→ WORK REQUEST 1
In the article about Cleary Gottlieb's Latin America practice, how many lawyers does that practice have?
→ WORK REQUEST 2
Go on with the article about Cleary Gottlieb's Latin America practice, starting after its last sentence.

*** Opening SELECTED PASSAGE ***

Cleary Gottlieb Steen & Hamilton sign Photo: Diego M. Radzinschi/ALM

Lawyering has become more intense over the past week for the Cleary Gottlieb Steen & Hamilton team focused on Latin America, as all 16 of the firm’s global offices adopt a remote work policy.

Teens blow into trumpets in the middle of Zoom meetings. Children wander into home offices asking for lunch. Associates who live alone grapple with isolation. And the demand for advice seems never-ending.

“I’m going from morning to late at night, talking across the firm and with clients,” said Jeff Lewis, a New York-based partner who has worked in Latin America for decades. “The workday has almost become more intense for me.”

Clients are seeking advice on a host of topics related to the new coronavirus. They want to know how the pandemic will impact existing financing arrangements, supply and purchase agreements, or whether it will qualify as a force majeure event that prevents a party from fulfilling a contract.

Some clients are starting to think about whether they need to restructure their capital structure and operations. And governments across Latin America are preparing to handle a wide array of pressing issues. The region is considered to be about a month behind the U.S. in terms of transmissions of COVID-19.

“Governments across Latin America and across the world are going to face challenges that we haven’t seen in our lifetimes,” Lewis said.

Cleary Gottlieb’s Latin America practice has over 120 lawyers covering banking and finance, capital markets and corporate/mergers and acquisitions in the region. The firm advises more than 20 Latin American foreign private issuers in connection with U.S. Securities and Exchange reporting obligations.

“After 9/11 and Hurricane Sandy, we’re used to being displaced. Everyone can be a trooper,” said Chantal Kordula, a New York-based partner whose practice focuses primarily on transactions in Latin America.

Kordula said she has hunkered down in upstate New York for the time being.

Clients in the travel, hospitality and retail sectors have been actively seeking out advice because they’re experiencing the most immediate impact from the global spread of COVID-19. There are also a handful of Cleary Gottlieb clients who have liquidity and are looking to invest in this climate—companies with strong long-term prospects that want to make strategic purchases.

One industry that has not been negatively impacted is food distribution, said Kordula. The challenge there is to make sure supply chains and production plants keep running.

That could be difficult in countries that have shut borders or ordered their citizens to self-quarantine. The reactions to the virus have varied widely across Latin America, with Argentina and Peru blocking foreign arrivals and ordering quarantines while the two largest economies—Brazil and Mexico—remain reluctant to restrict movement.

*** Closing SELECTED PASSAGE ***
*** Opening DATA RECORDS ***

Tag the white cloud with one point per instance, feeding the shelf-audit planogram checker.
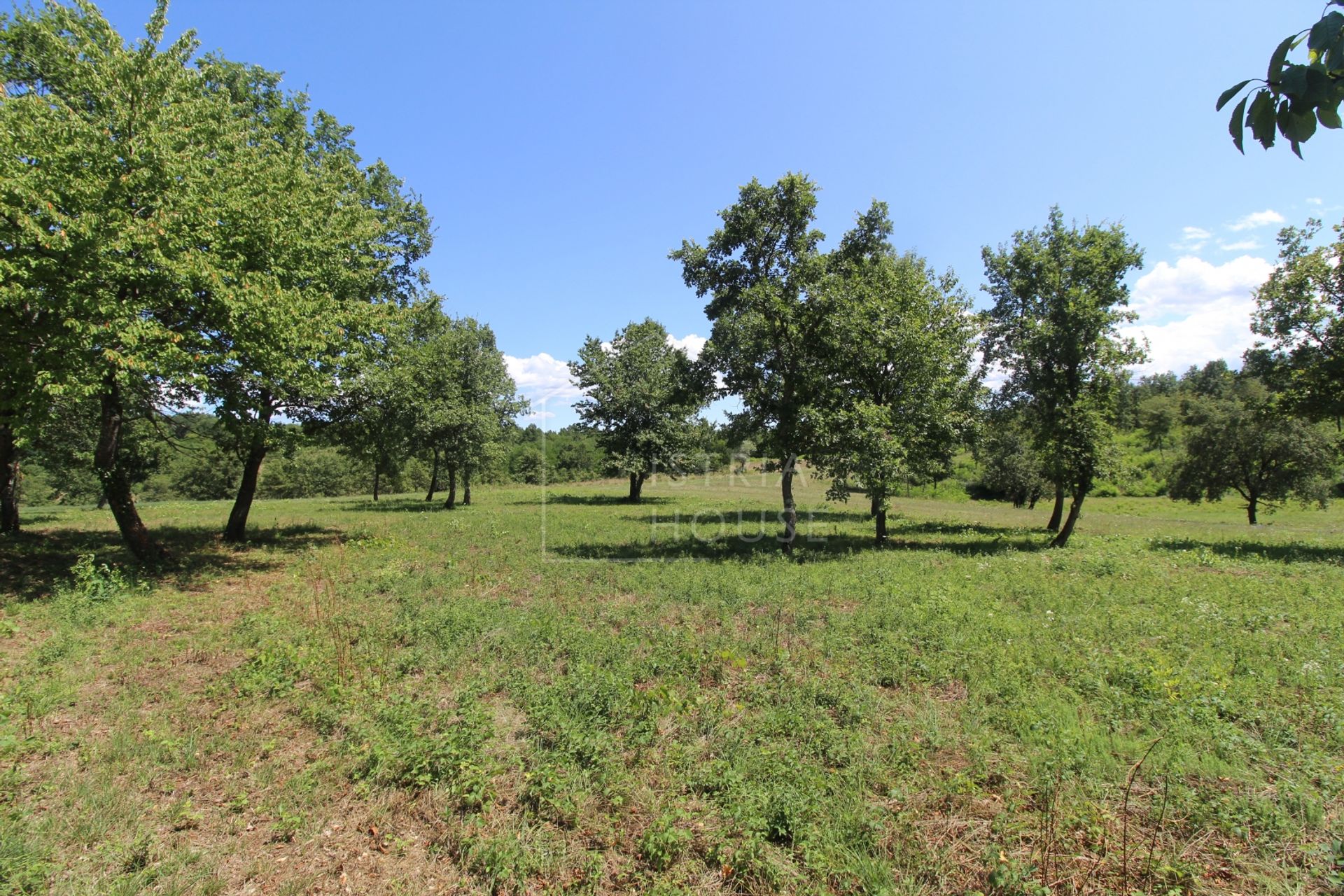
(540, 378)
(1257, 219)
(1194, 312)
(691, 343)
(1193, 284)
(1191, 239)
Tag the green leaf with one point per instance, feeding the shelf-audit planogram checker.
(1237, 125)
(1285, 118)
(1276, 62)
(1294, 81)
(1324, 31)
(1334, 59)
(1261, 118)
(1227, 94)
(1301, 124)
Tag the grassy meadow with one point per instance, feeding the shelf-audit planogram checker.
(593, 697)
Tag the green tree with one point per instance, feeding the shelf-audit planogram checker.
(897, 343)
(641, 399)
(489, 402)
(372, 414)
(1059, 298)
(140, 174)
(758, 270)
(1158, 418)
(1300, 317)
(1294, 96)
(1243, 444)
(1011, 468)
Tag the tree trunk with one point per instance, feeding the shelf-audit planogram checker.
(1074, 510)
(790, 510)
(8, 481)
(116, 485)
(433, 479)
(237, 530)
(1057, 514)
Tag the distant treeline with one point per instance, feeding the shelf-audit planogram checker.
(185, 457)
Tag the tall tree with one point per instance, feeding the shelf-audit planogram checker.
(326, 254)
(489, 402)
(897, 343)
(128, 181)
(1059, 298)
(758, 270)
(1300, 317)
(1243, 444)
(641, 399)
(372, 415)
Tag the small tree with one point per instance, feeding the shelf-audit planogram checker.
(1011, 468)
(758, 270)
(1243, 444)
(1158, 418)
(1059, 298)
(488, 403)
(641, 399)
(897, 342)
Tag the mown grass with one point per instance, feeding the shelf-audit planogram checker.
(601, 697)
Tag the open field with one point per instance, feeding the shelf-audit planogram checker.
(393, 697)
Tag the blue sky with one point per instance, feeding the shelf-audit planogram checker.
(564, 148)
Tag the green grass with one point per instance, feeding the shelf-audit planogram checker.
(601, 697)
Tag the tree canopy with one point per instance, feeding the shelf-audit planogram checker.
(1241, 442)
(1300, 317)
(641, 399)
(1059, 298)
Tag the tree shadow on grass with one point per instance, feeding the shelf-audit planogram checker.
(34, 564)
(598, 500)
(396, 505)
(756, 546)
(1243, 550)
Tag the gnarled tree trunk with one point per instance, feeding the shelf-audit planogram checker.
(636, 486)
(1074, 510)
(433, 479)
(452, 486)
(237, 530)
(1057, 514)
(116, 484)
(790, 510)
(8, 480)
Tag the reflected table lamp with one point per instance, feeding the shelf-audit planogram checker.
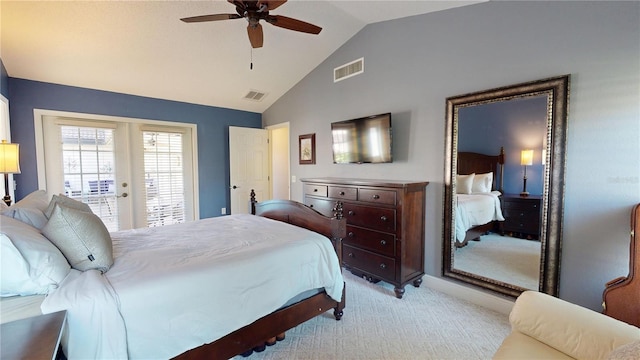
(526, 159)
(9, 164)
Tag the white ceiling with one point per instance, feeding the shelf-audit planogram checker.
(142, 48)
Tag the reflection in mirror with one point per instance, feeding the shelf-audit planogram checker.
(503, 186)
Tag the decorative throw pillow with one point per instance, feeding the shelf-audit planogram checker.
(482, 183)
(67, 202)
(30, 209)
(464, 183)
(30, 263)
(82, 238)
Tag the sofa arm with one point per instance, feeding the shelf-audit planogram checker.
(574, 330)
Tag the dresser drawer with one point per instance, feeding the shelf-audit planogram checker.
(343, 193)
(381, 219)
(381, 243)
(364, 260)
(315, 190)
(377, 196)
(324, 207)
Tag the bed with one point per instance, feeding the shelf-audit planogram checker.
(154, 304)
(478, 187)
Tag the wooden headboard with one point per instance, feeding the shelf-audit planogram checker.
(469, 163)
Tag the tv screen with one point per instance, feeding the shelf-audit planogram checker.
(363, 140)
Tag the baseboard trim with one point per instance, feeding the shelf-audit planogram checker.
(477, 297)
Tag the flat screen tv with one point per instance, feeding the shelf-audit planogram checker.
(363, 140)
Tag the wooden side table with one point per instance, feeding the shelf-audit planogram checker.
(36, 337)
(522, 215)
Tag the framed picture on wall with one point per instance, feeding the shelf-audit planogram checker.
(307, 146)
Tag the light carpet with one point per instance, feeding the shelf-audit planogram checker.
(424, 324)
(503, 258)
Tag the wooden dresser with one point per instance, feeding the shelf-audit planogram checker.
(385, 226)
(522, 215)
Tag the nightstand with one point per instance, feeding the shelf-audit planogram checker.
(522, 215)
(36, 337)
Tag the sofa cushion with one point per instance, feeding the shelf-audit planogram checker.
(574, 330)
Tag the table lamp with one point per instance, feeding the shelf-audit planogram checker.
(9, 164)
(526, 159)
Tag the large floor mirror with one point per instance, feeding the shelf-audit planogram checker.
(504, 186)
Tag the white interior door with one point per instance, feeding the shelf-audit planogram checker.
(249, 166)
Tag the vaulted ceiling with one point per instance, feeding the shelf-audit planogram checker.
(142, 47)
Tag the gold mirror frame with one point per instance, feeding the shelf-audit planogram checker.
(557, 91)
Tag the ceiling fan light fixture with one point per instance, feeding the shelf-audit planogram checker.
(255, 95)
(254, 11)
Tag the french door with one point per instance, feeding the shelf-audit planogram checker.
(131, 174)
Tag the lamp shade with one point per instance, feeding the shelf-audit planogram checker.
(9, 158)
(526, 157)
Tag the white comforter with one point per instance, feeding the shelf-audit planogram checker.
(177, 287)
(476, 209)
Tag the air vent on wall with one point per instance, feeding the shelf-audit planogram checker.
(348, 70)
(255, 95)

*** Closing DATA RECORDS ***
*** Opening DATA RECORDS ***

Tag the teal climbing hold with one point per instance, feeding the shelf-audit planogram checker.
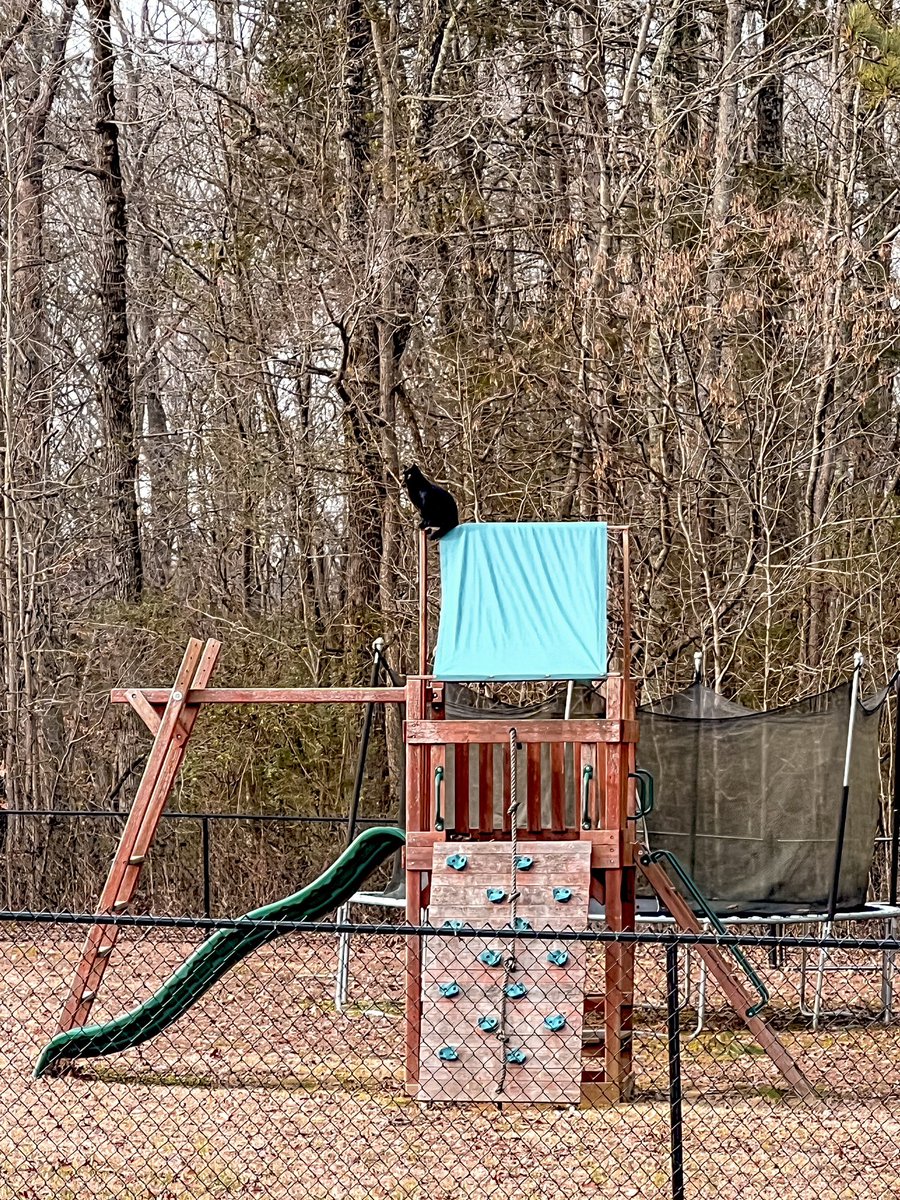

*** Closing DATA RECORDS ***

→ RESPONSE BOX 1
Over 120 lawyers.

→ RESPONSE BOX 2
Lewis said that larger companies have revolvers in place to help them through liquidity crunches, and that banks continue to lend money. Kordula said a Mexican client is currently refinancing existing debt.

Kordula says clients in Mexico worry that their government is still not taking the pandemic as seriously as they’d like. “If the virus really starts to spread, they really don’t have the resources to handle the influx of people to the hospitals,” she said.

Mexico City Mayor Claudia Sheinbaum acknowledged Sunday that the capital is already facing water shortages, with some neighborhoods relying on trucks to bring in water. She has ordered cinemas and gyms in the capital to close starting Monday, but will allow shopping malls and restaurants to remain open.

One in seven Mexicans live in Mexico City or its surrounding suburbs, some of which are densely inhabited slums. More than half of Mexicans work in the cash economy with no formal job protections. Those who can stay home in the country have largely done so voluntarily in recent days.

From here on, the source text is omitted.